From   Eric Booth <eric.a.booth@gmail.com>
To   statalist@hsphsun2.harvard.edu
Subject   st: Re: Concatenate files
Date   Fri, 6 Apr 2012 11:05:01 -0500

<>

Hi Andrew:

Your examples made things clearer.  Here is a edited version of the script I sent you earlier that works to append these files snippets you sent.  I put comments below where I edited/added code:

**********************!

clear
sa "master.dta", replace emptyok  //here is your 'master' file

**build the filelist ==>
local files: dir `"`c(pwd)'"' files "*.csv", respectcase nofail
di `"`files'"' //this is your file list
local files: subinstr local files ".csv" "", all
di `"`files'"' //scrubs the extension so that we can use it below

****loop over file list & append==>
foreach f in `files' {
 *--this part will clean the csv file and make a stata version:
	preserve
		insheet using "`f'.csv", comma clear nonames //i changed this to 'no'names
		qui desc
		di `"`r(k)'"' //contains # of vars
		if `r(k)' == 1 {
			ds
			rename `r(varlist)' var2
			}
/* Added part below to rename vars in 2col - running desc & if again is redundant but might make it easier to map back to the original example I gave */
		qui desc
		if `r(k)' == 2 {
			ds
			loc j `"`r(varlist)'"' //to make the macro below more clear
			rename `:word 1 of `j'' var1
			rename `:word 2 of `j'' var2
			}
		tostring *, replace
		sa "`f'.dta", replace // you'll use this for the append
	restore
 *--now append the cleaned file to the master:
	append using "`f'.dta"

What you need to do >>
**1.** Decide whether each statement agrees with the Statalist email, answering yes or no and quoting the words that decide it: (a) The subject line is "st: Re: Concatenate files." (b) The script reads each csv file with the "names" option. (c) The master file is saved with the "emptyok" option.
**2.** List every comment in the Statalist email that comes after a double slash "//".
**3.** Continue the Statalist email from the point where it stops.

Supplied information >>
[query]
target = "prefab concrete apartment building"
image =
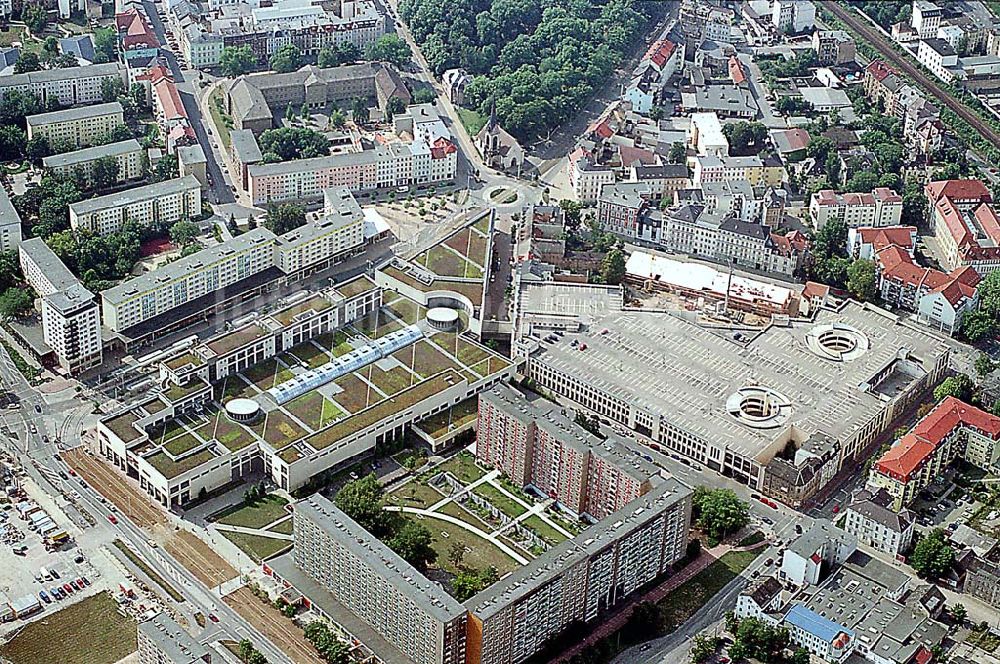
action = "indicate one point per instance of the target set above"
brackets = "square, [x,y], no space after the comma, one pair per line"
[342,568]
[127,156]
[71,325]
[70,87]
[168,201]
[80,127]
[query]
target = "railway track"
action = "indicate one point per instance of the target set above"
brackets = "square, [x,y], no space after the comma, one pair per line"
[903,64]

Per-task outputs >>
**1.**
(a) Yes: "st: Re: Concatenate files"
(b) No: "insheet using "`f'.csv", comma clear nonames //i changed this to 'no'names"
(c) Yes: "sa "master.dta", replace emptyok"

**2.**
here is your 'master' file
this is your file list
scrubs the extension so that we can use it below
i changed this to 'no'names
contains # of vars
to make the macro below more clear
you'll use this for the append

**3.**
	save "master.dta", replace
	} //go back to the top and clean, save, append next file..




**here's your appended master file==>	
u "master.dta", clear
desc
destring * , replace ignore(",")  //edited
list //added
**********************!

- Eric


__
Eric A. Booth
Public Policy Research Institute 
Texas A&M University
ebooth@ppri.tamu.edu
+979.845.6754



On Apr 6, 2012, at 9:30 AM, Andrew Hua wrote:

> Hi Eric,
> 
> Thanks a lot for getting back to me! I enclose two files with this
> email, one single-column file and one two-column file, for your
> reference. The column in the single-column file should be appended to
> the second column of the two-column file, leaving the first column in
> the two-column file either blank.
> 
> Thanks again!
> 
> Best regards,
> 
> Andrew
> 
> On Fri, Apr 6, 2012 at 10:08 AM, Eric Booth <eric.a.booth@gmail.com> wrote:
>> 
>> Hi Andrew:  I cannot see where you get the error -- so I don't know what the issue is.
>>  If you can send me a snippet (e.g., the top 5 rows) of at least 1 single col. and 1 two col. file, then maybe I can sort the issue out.
>> 
>> (better: Also put an example of how that single and double column file would look appended so that I know we are thinking about combining the files in the same manner (( my fear is that some of your language implies a join/merge and that the append is approaching it the wrong way)).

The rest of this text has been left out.